**Extrait à lire:**
====================

Pâques 5 Jeudi - Ac 15, 7-21 - Ps 95
- Jn 15, 9-11
La
lecture d’aujourd’hui nous plonge profondément dans le premier Concile de l’histoire de l’Eglise, à Jérusalem vers 48 ap. J.C.
- St Luc, avec un art littéraire consommé, manifeste, là encore, sa
préoccupation : même si Pierre, Jacques et Paul sont inséparables comme “colonnes
de l’Eglise“, il veut toujours mettre en valeur cependant la primauté de Pierre.
Ainsi, après la conversion de
Paul sur le chemin de Damas, Luc l’avait fait “disparaître“ de son récit et
avait porté son attention sur Pierre qui, profitant d’une période de
tranquillité, avait évangélisé Lydda (Lods, actuellement, l’aéroport d’Israël) et Joppé (Jaffa, tout près de
Tel-Aviv, où l’on peut encore visiter la maison de “Simon le Corroyeur“ chez
qui séjourna Pierre - Ac. 9.43).
Puis,
il avait baptisé le centurion Corneille, à Césarée, au cours d’une sorte de
nouvelle “Pentecôte pour les païens“ : “Pierre, dit Luc, parlait encore quand l’Esprit Saint
tomba sur tous ceux qui écoutaient la Parole… ; et tous les croyants
circoncis qui étaient venus avec Pierre furent stupéfaits de voir que le don
du Saint Esprit avait été réparti aussi
sur les païens“ (Ac 10,44). Et le chef des apôtres de conclure :
"Peut-on refuser l'eau du baptême à
ceux qui ont reçu l'Esprit Saint aussi bien que nous ?"
(Ac 10,47). Le premier à faire entrer les païens dans
l’Eglise, ce n’est pas Paul, c’est Pierre !
C’est seulement après avoir
montré cette primauté de Pierre que St Luc “remet en scène“ Paul que Barnabé va
chercher à Tarse pour l’amener à Antioche de Syrie d’où partira le premier
grand voyage missionnaire.
Il me plaît, ici, de faire une
remarque : entre le chemin de Damas et le premier voyage missionnaire, il y
a la durée d’une dizaine d’années ! Dix ans ! Qu’a donc pu faire pendant tout ce temps le
bouillant Saul devenu Paul, formé autrefois à l’école de Gamaliel (disciple de son
aïeul Hillel, plus tolérant que Shammaï, son rival dans l’interprétation de la
Tora) ?

====================

**Consignes:** Restituez mot pour mot le passage du commentaire sur les Actes des Apôtres qui commence par « C’est seulement après » et se poursuit jusqu'à « grand voyage missionnaire. ». Le matériel qui suit n'est pas nécessaire.

**Matériel fourni:**
====================

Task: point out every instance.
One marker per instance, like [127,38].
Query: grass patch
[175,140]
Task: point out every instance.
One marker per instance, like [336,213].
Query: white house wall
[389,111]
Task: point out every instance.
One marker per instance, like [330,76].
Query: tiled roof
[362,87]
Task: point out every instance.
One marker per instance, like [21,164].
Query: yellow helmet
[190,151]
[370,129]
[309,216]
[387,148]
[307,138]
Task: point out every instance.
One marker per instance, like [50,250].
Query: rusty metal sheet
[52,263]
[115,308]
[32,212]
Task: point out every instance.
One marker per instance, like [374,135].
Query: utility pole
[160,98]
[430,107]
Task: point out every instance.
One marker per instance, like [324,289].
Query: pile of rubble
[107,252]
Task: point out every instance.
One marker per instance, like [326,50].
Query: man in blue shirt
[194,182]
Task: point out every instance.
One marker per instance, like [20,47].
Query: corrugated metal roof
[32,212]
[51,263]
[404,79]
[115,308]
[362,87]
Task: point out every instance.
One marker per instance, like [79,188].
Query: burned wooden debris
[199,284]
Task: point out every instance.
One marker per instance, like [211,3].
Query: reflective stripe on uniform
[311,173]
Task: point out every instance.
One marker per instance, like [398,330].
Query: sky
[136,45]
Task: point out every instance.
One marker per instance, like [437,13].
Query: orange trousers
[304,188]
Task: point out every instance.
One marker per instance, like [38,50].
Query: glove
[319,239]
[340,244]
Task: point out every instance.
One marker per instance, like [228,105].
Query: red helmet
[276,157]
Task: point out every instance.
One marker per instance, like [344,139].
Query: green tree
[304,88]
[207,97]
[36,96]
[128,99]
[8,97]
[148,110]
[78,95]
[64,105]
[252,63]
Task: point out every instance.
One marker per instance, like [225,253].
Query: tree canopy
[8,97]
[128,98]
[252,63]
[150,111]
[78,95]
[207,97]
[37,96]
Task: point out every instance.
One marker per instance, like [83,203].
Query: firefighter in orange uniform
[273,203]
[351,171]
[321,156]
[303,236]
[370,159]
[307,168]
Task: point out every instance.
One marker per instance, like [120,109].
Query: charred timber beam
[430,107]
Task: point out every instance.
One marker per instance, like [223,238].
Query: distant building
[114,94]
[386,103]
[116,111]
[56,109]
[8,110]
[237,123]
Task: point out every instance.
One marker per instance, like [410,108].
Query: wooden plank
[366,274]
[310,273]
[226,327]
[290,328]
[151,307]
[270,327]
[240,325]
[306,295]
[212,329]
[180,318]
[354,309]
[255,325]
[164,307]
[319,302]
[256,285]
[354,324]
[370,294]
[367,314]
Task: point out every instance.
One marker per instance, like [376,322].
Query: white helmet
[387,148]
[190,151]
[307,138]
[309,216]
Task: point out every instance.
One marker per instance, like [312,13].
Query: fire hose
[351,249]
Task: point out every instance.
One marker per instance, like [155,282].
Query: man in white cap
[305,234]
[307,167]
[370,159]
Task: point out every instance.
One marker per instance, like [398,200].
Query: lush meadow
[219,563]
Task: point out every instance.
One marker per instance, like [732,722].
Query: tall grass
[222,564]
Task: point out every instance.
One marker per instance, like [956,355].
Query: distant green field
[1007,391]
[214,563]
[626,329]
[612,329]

====================

**Résultat attendu:**
C’est seulement après avoir
montré cette primauté de Pierre que St Luc “remet en scène“ Paul que Barnabé va
chercher à Tarse pour l’amener à Antioche de Syrie d’où partira le premier
grand voyage missionnaire.